▶ [What to produce]:
Reproduce all of the data that follows, character for character.

▶ [Input for this task]:
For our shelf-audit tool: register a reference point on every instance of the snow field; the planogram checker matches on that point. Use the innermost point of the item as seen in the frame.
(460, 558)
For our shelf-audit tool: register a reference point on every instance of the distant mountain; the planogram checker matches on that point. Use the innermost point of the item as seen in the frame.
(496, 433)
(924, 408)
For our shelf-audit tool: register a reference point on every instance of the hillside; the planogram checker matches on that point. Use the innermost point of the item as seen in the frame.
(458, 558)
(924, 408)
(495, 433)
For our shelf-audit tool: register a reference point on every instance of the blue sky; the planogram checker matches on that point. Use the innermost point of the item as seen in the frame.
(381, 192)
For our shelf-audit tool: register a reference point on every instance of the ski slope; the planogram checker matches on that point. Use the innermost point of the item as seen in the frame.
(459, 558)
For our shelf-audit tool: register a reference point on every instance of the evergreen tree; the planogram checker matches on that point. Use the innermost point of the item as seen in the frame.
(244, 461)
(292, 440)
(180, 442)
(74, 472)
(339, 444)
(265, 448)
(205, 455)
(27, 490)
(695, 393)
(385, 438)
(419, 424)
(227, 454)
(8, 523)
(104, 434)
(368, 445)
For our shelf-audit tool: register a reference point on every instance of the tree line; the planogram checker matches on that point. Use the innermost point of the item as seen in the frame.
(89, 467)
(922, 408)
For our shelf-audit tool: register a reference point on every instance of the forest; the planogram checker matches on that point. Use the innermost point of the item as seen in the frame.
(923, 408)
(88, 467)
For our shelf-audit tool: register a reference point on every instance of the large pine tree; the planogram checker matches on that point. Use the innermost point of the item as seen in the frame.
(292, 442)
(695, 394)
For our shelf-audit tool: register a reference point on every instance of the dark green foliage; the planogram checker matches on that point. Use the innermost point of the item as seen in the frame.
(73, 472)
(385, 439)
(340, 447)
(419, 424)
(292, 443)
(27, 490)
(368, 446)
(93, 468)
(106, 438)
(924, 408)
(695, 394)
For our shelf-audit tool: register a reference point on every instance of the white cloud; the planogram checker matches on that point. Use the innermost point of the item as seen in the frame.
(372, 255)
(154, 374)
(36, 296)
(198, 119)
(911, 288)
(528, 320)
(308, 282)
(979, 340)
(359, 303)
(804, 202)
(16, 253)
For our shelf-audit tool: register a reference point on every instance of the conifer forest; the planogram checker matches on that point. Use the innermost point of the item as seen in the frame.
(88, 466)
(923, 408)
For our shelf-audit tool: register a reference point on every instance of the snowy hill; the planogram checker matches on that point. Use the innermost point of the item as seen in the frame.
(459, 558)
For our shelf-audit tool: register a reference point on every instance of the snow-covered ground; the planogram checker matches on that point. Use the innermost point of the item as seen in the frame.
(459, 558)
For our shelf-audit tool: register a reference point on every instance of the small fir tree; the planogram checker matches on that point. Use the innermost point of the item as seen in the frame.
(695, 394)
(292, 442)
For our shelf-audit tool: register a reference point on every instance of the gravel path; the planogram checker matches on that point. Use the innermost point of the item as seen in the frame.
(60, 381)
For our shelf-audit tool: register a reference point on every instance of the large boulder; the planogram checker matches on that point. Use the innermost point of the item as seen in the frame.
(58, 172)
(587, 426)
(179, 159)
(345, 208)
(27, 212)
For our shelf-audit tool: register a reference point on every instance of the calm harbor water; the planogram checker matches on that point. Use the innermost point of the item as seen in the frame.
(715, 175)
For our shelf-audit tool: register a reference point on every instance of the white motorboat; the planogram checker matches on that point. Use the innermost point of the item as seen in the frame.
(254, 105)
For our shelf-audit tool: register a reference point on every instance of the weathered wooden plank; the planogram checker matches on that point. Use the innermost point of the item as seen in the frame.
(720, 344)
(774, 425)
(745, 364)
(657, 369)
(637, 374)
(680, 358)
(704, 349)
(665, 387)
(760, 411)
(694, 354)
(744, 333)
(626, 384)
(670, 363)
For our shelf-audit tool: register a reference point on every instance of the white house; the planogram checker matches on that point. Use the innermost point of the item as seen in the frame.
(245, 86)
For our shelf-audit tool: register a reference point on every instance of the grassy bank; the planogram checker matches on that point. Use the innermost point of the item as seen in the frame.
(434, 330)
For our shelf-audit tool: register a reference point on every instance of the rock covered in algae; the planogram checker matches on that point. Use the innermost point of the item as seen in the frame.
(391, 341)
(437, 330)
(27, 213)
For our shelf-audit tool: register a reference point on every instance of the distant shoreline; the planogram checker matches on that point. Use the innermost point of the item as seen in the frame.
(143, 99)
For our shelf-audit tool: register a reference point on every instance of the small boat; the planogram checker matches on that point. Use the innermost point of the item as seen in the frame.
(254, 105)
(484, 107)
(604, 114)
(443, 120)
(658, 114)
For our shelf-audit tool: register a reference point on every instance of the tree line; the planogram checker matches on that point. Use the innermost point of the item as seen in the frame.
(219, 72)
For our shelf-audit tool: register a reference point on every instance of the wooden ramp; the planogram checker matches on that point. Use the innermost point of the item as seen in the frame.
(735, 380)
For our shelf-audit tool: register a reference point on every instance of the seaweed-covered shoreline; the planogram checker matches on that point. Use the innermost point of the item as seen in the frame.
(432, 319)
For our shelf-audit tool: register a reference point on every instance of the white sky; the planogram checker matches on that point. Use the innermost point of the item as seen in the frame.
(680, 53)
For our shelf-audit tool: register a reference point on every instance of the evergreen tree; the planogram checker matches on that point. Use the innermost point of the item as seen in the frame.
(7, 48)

▶ [Answer to this problem]:
For our shelf-audit tool: register a reference point on every instance of the snow field; the planogram checker matches on that point. Use the innermost point of the item as seen in the frame.
(460, 558)
For our shelf-audit tool: register a reference point on every instance of the distant mountain; the planogram checker matches on that point. Use the innermost point of the item as seen in the frame.
(496, 433)
(924, 408)
For our shelf-audit tool: register a reference point on every instance of the hillside; the planogram checker matches on that point. Use the innermost point of the item as seen in the frame.
(458, 558)
(924, 408)
(495, 433)
For our shelf-audit tool: register a reference point on every instance of the blue sky; the planogram checker matches on that point. Use the innermost point of the item as seen in the frame.
(381, 192)
For our shelf-audit tool: register a reference point on every instance of the ski slope; the planogram checker matches on that point. Use the innermost point of the item as seen in the frame.
(459, 558)
For our shelf-audit tool: register a reference point on every instance of the evergreen tree; the planogram checker matches on that point. Use the innermost point of the item as seen in the frame.
(244, 461)
(292, 440)
(180, 442)
(74, 472)
(339, 444)
(265, 448)
(205, 455)
(27, 490)
(695, 393)
(385, 438)
(419, 424)
(227, 454)
(8, 523)
(104, 434)
(368, 445)
For our shelf-audit tool: register a reference point on every instance of the tree line; the planogram checker matches on that point. Use the innermost point of the item as seen in the frame.
(89, 467)
(922, 408)
For our shelf-audit tool: register a reference point on every instance of the forest; the planogram checker matches on that point. Use the innermost point of the item as seen in the frame.
(923, 408)
(88, 467)
For our shelf-audit tool: register a reference point on every instance of the large pine tree; the planogram checker matches on that point. Use the innermost point of the item as seen in the frame.
(292, 442)
(695, 394)
For our shelf-audit tool: register a reference point on every instance of the dark green foliage; the planogram checker matches on that point. Use the innermost point of the item as seen in the frame.
(73, 472)
(385, 439)
(340, 447)
(419, 424)
(292, 443)
(27, 490)
(368, 446)
(93, 468)
(106, 438)
(924, 408)
(695, 394)
For our shelf-audit tool: register a reference point on every instance of the white cloud; the planogram checker matches on that point. Use the innermost point of the item as seen in the frame.
(372, 255)
(154, 374)
(36, 296)
(198, 119)
(911, 288)
(528, 320)
(308, 282)
(979, 340)
(359, 303)
(804, 202)
(16, 253)
For our shelf-audit tool: register a reference point on every instance of the conifer forest; the planogram checker matches on that point. Use the innermost point of the item as seen in the frame.
(88, 466)
(923, 408)
For our shelf-audit tool: register a reference point on every instance of the snowy hill; the planogram checker matches on that point. Use the innermost point of the item as seen in the frame.
(459, 558)
For our shelf-audit tool: register a reference point on every instance of the snow-covered ground; the planogram checker matches on that point. Use the innermost point of the item as seen in the frame.
(459, 558)
For our shelf-audit tool: register a reference point on every instance of the small fir tree; the planogram checker matches on that point. Use the innermost point of the item as seen in the frame.
(695, 394)
(292, 442)
For our shelf-audit tool: register a reference point on every instance of the gravel path; the planogram checker matches on that point. Use the innermost point of the item as seen in the frame.
(60, 381)
For our shelf-audit tool: register a reference point on every instance of the large boulder; the planogram checker matches on that point. Use the innermost point of the item as seen in the frame.
(58, 172)
(587, 426)
(179, 159)
(345, 208)
(27, 212)
For our shelf-audit tool: register a reference point on every instance of the calm harbor water; the planogram checker matches on that point. Use the innermost point of the item as seen in the frame.
(715, 175)
For our shelf-audit tool: register a reference point on every instance of the white motorboat; the planogram checker matches on that point. Use the innermost point of the item as seen in the frame.
(254, 105)
For our shelf-audit tool: register a reference point on every instance of the weathered wooden plank; the planogram checker matches on that point. Use the innermost point of the item as seen in the frame.
(720, 344)
(774, 425)
(745, 364)
(657, 369)
(637, 374)
(680, 358)
(704, 349)
(665, 387)
(760, 411)
(694, 354)
(744, 333)
(626, 384)
(670, 363)
For our shelf-audit tool: register a reference point on every instance of the white house; the planogram checker matches on that point. Use the innermost point of the item as seen in the frame.
(245, 86)
For our shelf-audit tool: register a reference point on every instance of the grassy bank; the planogram checker matches on that point. Use the innermost point of the item as seen in the frame.
(434, 330)
For our shelf-audit tool: register a reference point on every instance of the rock covered in algae; the planogram checker matches on that point. Use the innermost point of the item as seen in the frame.
(391, 341)
(437, 330)
(27, 213)
For our shelf-audit tool: register a reference point on every instance of the distant shoreline; the planogram checker matches on that point. Use the innermost point of the item as seen in the frame.
(143, 99)
For our shelf-audit tool: register a reference point on every instance of the small boat; the planogram checker matches on that point. Use the innermost point of the item as seen in the frame.
(254, 105)
(484, 107)
(604, 114)
(443, 120)
(658, 114)
For our shelf-audit tool: register a reference point on every instance of the tree line; the planogram checker matches on that point. Use the innermost point of the item as seen in the frame.
(219, 72)
For our shelf-audit tool: register a reference point on every instance of the wooden ramp; the planogram checker matches on that point. Use the innermost point of the item as seen in the frame.
(735, 380)
For our shelf-audit tool: register a reference point on every instance of the seaweed-covered shoreline; the planogram checker matches on that point. Use the innermost point of the item as seen in the frame.
(432, 319)
For our shelf-audit tool: register a reference point on every instance of the white sky; the planogram checker matches on that point. Use the innermost point of the item as seen in the frame.
(680, 53)
For our shelf-audit tool: register a reference point on every instance of the evergreen tree; the planogram checker matches on that point. Use the innermost point of the item as seen in the frame.
(7, 48)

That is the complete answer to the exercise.